> [Exercise objective] Copy out the stretch of entries from the line containing "Each instance of the brown" through the line containing "[(161, 605)]", changing every "brown bear" to "black bear" and leaving everything else as it is.

______

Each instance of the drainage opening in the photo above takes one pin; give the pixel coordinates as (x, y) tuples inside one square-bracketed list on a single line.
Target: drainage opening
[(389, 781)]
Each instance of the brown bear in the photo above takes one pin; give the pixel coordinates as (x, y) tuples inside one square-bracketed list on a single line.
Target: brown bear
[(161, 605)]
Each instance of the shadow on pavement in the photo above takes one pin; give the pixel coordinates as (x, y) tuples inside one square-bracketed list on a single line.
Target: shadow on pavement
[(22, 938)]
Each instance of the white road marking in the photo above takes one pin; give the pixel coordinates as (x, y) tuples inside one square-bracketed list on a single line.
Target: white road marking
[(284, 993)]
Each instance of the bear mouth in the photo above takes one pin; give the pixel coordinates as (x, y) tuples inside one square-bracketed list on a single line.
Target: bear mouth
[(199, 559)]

______

> [Right answer]
Each instance of the black bear in the photo above takes one pin; give the pixel coordinates as (x, y) tuples inside one square-bracketed list on a single line.
Target: black bear
[(161, 605)]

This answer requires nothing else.